◆ **Objective**
Reproduce the data verbatim, starting at the line that contains "Every instance of the snow-covered ground" and continuing through the end of the data.

========

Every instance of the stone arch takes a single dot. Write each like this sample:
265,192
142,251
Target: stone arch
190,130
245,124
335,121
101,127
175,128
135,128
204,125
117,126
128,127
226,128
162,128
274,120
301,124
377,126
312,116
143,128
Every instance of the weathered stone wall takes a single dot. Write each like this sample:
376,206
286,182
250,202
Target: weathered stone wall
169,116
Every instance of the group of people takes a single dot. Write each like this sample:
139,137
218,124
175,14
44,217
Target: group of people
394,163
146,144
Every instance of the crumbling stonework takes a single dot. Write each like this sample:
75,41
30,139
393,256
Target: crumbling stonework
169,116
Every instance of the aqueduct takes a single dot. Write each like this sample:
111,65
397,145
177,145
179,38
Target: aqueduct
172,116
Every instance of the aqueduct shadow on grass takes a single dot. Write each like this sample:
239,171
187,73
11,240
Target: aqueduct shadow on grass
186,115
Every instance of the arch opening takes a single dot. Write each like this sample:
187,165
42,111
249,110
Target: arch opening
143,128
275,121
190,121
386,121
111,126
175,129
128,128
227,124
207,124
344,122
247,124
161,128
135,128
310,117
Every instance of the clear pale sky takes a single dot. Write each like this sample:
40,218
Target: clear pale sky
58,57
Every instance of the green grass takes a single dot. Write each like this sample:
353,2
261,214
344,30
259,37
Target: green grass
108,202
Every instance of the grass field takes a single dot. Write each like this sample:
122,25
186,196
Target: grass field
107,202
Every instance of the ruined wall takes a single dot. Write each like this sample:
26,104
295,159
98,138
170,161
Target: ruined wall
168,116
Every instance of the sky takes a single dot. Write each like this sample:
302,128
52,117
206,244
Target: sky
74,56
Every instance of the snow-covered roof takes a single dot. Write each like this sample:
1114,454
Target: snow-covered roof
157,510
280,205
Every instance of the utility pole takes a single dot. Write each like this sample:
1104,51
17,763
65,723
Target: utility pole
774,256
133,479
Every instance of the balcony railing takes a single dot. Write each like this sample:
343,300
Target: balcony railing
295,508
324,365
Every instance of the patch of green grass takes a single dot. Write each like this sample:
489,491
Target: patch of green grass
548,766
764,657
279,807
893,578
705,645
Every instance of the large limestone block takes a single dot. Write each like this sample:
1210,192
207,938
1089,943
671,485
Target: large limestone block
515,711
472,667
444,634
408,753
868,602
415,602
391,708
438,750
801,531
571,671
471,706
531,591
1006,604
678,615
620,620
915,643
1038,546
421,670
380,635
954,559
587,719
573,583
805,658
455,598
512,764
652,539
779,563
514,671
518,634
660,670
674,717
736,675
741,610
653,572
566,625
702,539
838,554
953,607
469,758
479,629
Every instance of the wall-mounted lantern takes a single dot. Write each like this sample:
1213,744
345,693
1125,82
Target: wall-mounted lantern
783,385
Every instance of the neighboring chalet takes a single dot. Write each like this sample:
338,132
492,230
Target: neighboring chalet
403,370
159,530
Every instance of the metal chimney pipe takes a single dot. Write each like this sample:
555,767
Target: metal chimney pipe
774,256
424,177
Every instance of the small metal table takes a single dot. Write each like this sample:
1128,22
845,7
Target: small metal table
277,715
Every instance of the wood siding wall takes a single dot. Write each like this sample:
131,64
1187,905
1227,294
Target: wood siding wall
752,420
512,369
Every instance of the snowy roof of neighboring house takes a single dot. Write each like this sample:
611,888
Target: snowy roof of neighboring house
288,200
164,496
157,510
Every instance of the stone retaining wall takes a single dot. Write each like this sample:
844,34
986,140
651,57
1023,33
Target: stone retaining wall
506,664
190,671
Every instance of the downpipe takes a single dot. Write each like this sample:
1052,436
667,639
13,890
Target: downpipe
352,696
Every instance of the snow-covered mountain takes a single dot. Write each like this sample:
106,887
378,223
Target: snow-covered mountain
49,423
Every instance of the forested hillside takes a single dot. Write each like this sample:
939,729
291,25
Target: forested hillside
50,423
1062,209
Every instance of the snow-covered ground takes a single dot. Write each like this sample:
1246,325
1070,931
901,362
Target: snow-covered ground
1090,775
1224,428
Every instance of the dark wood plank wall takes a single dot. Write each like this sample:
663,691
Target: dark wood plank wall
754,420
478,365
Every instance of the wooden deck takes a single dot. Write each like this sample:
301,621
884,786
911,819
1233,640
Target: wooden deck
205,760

========

◆ **Response below**
Every instance of the snow-covered ground takes a single dot. Write each like this sample:
1246,325
1070,931
901,362
Target: snow-covered ground
1090,775
1224,428
Every instance of the dark wood plank wall takes a single dot. Write each like this sample:
663,691
Target: dark wood plank wall
754,420
478,365
Every instance of the wooden deck takes a single dot. Write each like this sample:
301,621
884,786
911,819
1233,640
Target: wooden deck
205,760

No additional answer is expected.